**Actions to take**
(a) From the credit repair passage, extract the words starting with "The credit-scoring formulas" and going on through "can really help.".
(b) Using the credit repair passage, decide whether each statement agrees with it, and support each yes or no by quoting the deciding words. (i) A credit score is a three-digit number between 300 and 850. (ii) Paying off installment loans usually raises a score more than paying down credit cards. (iii) People can learn their credit score without paying for it.

**Selected text**

· · · · ·

There are more than 30 million people in the United States with credit
blemishes severe enough (and credit scores under 620) to make obtaining loans
and credit cards with reasonable terms difficult.
Or maybe your credit is OK, but you'd like to make it better. After all, the
better your credit, the lower the interest rates you can secure on mortgages,
car loans and credit cards.
Know the Score
In order to improve your credit score, it's important to
know where you stand currently. Despite all the media attention given to free
credit reports, you still have to pay to find out your credit score, the
three-digit number ranging from 300 to 850 that is the key to your borrowing
costs. You can obtain your FICO credit scores, the ones lenders use, from MyFico.com.
Now you're ready to take the seven steps to speedy credit repair:
1) Pay Down Your Credit Cards. Paying off your installment
loans (mortgage, auto, student, etc.) can help your score, but typically not as
dramatically as paying down -- or paying off -- revolving accounts like credit
cards.
The credit-scoring formulas like to see a nice, big gap between the amount of
credit you're using and your available credit limits. Getting your balances
below 30% of the credit limit on each card can really help.

· · · · ·

**Raw data**
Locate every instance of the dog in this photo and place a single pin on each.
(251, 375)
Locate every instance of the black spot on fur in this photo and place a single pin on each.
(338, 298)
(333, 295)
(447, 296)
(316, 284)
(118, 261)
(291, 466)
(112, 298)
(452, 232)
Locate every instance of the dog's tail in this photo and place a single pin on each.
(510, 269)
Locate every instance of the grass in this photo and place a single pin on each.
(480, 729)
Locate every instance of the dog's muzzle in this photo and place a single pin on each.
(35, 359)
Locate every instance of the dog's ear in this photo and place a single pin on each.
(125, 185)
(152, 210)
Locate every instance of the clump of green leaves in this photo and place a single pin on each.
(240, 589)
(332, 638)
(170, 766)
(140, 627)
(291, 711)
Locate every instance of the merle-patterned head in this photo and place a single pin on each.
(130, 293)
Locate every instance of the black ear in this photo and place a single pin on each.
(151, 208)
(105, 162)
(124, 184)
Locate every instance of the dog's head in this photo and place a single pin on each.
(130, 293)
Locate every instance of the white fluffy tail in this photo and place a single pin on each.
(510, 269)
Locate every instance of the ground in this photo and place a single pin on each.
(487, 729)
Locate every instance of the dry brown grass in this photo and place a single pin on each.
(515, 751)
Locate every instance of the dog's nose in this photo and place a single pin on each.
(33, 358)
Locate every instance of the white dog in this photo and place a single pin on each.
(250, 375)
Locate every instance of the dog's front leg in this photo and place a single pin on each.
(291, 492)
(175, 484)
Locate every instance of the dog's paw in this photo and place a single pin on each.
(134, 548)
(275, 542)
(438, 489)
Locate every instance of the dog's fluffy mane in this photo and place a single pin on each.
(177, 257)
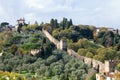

· · · · ·

**Expected answers**
(a)
The credit-scoring formulas like to see a nice, big gap between the amount of
credit you're using and your available credit limits. Getting your balances
below 30% of the credit limit on each card can really help.

(b)
(i) Yes: "the three-digit number ranging from 300 to 850"
(ii) No: "typically not as dramatically as paying down -- or paying off -- revolving accounts like credit cards"
(iii) No: "you still have to pay to find out your credit score"